[Records for processing — start]
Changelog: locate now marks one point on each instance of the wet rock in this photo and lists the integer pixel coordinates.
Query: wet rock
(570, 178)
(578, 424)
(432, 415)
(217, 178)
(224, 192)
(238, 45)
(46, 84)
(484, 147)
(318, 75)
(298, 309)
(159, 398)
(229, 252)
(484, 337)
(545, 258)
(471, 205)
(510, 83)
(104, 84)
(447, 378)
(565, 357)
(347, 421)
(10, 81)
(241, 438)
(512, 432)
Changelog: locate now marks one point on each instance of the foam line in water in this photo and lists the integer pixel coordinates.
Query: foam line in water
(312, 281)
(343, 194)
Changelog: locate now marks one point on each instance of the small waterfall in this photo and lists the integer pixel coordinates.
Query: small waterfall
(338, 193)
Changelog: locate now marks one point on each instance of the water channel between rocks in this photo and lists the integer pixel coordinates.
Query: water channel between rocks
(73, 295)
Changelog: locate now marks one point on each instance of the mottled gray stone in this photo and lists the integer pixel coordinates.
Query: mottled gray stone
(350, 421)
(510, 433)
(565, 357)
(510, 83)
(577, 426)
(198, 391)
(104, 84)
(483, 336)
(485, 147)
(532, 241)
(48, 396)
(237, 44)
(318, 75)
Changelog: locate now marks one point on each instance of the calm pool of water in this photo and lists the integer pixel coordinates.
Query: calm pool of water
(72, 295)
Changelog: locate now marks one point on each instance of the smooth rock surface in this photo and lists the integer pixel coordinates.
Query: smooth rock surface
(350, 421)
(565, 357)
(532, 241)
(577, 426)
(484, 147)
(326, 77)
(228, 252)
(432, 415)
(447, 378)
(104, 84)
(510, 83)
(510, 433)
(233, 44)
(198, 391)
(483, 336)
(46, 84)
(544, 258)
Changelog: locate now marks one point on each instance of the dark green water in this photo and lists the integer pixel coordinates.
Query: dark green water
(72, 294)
[Records for processing — finish]
(Task item) From the entries, copy every line in which the word "this" occurs.

(Output below)
Changelog: locate now marks one point on each instance of the wet rock in this photo and lists the integer pixel coordinates.
Changelog: locate now marks one point on each instance of the foam line in water in this photo and lists the integer pixel coordinates.
Changelog: locate now marks one point on each instance of the small waterfall in this photo and lists the integer pixel coordinates.
Changelog: locate now marks one point on each instance of the water channel between rocks in this photo and lists the integer pixel coordinates.
Changelog: locate now marks one point on each instance of the mottled gray stone in this photo and lists the integer pixel coordinates.
Changelog: locate now marks one point on each instance of the calm pool of water in this photo and lists the integer pixel coordinates.
Changelog: locate now marks one point on each instance of the smooth rock surface in this photo and lists the integer pixel coordinates.
Changelog: locate now marks one point on each instance of the dark green water in this photo and lists the integer pixel coordinates.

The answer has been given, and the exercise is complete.